As separately announced by the Existing Issuer on 4 September 2023, the Existing Issuer today gives notice to the Bondholders of (i) the termination of the Consent Solicitation in respect of the 2029 Bonds in accordance with the provisions of the Consent Solicitation Memorandum and (ii) the cancellation of the Meeting in respect of the 2029 Bonds which was scheduled to take place on 5 September 2023 in connection therewith. All Block Voting Instructions or Meeting Notifications in respect of the Consent Solicitation in respect of the 2029 Bonds will be deemed to be revoked automatically.


For the avoidance of doubt, no Early Participation Fee or Ineligible Bondholder Early Payment will therefore be payable by the Issuer to the Bondholders of the 2029 Bonds, including any Bondholders of the 2029 Bonds who have already submitted a Block Voting Instruction, Meeting Notification or Ineligible Bondholder Confirmation.

Required work =
**1.** Reproduce the notice from "For the avoidance" up to and including "Ineligible Bondholder Confirmation.", swapping "Early Participation Fee" for "Consent Fee".
**2.** For each statement below, state whether it agrees with the notice, answering yes or no and quoting the deciding words: (a) The Meeting in respect of the 2029 Bonds was scheduled to take place on 5 September 2023. (b) Each Bondholder must revoke its Block Voting Instructions manually. (c) Bondholders who have already submitted an Ineligible Bondholder Confirmation will receive the Ineligible Bondholder Early Payment.
The rows are unrelated to the notice.

Supplied data =
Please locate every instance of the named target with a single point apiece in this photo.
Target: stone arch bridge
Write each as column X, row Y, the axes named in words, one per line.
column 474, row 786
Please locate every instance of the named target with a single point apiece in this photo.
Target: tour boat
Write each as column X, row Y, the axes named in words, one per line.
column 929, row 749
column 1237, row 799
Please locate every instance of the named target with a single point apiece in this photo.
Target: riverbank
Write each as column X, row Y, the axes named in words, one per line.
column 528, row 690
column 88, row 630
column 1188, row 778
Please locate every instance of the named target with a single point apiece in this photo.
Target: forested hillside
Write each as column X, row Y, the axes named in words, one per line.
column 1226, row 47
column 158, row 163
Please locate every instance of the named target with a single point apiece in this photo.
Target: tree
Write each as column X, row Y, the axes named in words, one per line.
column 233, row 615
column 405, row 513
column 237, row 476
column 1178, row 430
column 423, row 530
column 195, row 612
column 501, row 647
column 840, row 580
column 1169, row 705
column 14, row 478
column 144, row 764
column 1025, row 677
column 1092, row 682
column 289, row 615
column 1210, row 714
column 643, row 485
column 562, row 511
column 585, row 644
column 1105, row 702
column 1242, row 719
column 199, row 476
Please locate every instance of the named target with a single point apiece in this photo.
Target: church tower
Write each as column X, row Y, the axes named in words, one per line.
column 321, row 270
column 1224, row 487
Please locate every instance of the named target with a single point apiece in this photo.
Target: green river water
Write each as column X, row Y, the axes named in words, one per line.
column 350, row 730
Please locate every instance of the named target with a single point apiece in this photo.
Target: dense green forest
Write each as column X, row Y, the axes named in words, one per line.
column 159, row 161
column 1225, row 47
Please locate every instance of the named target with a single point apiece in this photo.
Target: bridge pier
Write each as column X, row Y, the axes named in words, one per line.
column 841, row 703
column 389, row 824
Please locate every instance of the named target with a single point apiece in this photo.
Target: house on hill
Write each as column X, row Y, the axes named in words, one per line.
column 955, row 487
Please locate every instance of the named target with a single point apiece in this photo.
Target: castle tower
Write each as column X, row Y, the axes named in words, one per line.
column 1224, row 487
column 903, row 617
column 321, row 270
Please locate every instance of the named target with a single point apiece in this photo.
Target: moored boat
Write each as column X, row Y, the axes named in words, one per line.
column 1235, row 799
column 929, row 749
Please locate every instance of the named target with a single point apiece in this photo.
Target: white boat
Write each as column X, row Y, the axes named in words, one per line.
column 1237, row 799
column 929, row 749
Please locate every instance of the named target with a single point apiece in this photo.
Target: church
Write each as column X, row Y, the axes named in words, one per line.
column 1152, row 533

Completed exercise =
**1.**
For the avoidance of doubt, no Consent Fee or Ineligible Bondholder Early Payment will therefore be payable by the Issuer to the Bondholders of the 2029 Bonds, including any Bondholders of the 2029 Bonds who have already submitted a Block Voting Instruction, Meeting Notification or Ineligible Bondholder Confirmation.

**2.**
(a) Yes: "the Meeting in respect of the 2029 Bonds which was scheduled to take place on 5 September 2023"
(b) No: "will be deemed to be revoked automatically"
(c) No: "no Early Participation Fee or Ineligible Bondholder Early Payment will therefore be payable by the Issuer to the Bondholders of the 2029 Bonds, including any Bondholders of the 2029 Bonds who have already submitted a Block Voting Instruction, Meeting Notification or Ineligible Bondholder Confirmation"